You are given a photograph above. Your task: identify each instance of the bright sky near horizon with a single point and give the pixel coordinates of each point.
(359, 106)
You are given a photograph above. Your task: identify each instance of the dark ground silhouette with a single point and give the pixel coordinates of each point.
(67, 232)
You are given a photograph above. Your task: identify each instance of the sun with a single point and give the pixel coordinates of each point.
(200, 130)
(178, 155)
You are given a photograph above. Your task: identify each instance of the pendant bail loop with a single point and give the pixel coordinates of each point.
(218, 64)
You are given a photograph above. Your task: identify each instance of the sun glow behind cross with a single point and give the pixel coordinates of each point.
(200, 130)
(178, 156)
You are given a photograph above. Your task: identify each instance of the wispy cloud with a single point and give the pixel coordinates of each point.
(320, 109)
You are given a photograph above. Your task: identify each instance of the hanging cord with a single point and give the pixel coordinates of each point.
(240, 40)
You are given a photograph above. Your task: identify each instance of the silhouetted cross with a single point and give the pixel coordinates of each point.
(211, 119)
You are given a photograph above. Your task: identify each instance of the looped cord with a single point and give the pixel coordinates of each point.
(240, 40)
--------------------------------------------------
From the line holding "the sun with" to the last line of the records, quote each line exactly and add nothing.

» **Output for this task**
You are given a photograph above. Your task: identify each instance of the sun with a single point and give the pixel coordinates of each point.
(200, 130)
(178, 155)
You are given a photograph above. Your task: identify each instance of the pendant bail loop with a single point and give the pixel coordinates of each point.
(218, 64)
You are given a photograph above. Your task: identify each instance of the sun glow behind cross with a single point and give the pixel coordinates of each point.
(200, 130)
(178, 156)
You are given a photograph above. Your task: identify each instance of the wispy cloud with a single point and give the pixel coordinates of each point.
(320, 109)
You are given a photograph above. Your task: identify each instance of the hanging cord with a single point and give the pixel coordinates of each point.
(240, 40)
You are given a photograph above. Your task: identify each instance of the silhouetted cross with a single point and give the pixel coordinates of each point.
(211, 119)
You are given a photograph above. Your task: identify each instance of the looped cord with a single point and give the pixel coordinates of each point.
(240, 40)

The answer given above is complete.